Put the lines below into a Markdown table with the columns Number and Line. Start at the line containing "outline --target=white wall" and end at the line containing "Mark the region of every instance of the white", leaving out blank lines.
Begin Given records
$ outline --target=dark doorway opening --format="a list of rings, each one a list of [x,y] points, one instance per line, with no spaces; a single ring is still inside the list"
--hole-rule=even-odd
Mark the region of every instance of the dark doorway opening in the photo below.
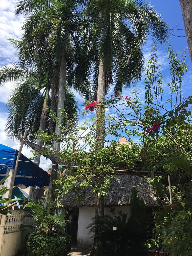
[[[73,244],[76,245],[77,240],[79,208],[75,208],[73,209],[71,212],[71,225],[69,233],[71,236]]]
End Given records
Begin Given records
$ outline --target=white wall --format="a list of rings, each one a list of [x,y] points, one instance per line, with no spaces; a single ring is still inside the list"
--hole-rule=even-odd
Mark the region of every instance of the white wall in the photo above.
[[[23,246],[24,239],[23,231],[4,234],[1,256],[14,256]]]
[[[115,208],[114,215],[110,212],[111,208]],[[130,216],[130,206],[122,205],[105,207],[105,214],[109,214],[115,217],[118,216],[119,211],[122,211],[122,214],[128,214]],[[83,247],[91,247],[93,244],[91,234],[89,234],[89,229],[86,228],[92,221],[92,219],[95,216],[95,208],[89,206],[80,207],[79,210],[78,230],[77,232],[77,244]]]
End Given records
Response to this task →
| Number | Line |
|---|---|
| 1 | $ outline --target=white wall --format="a list of rings, each one a list of [x,y] points, one instance per line, with no spaces; a single ring is still inside the list" |
| 2 | --hole-rule=even-odd |
| 3 | Mark the region of every instance of the white wall in the photo above. |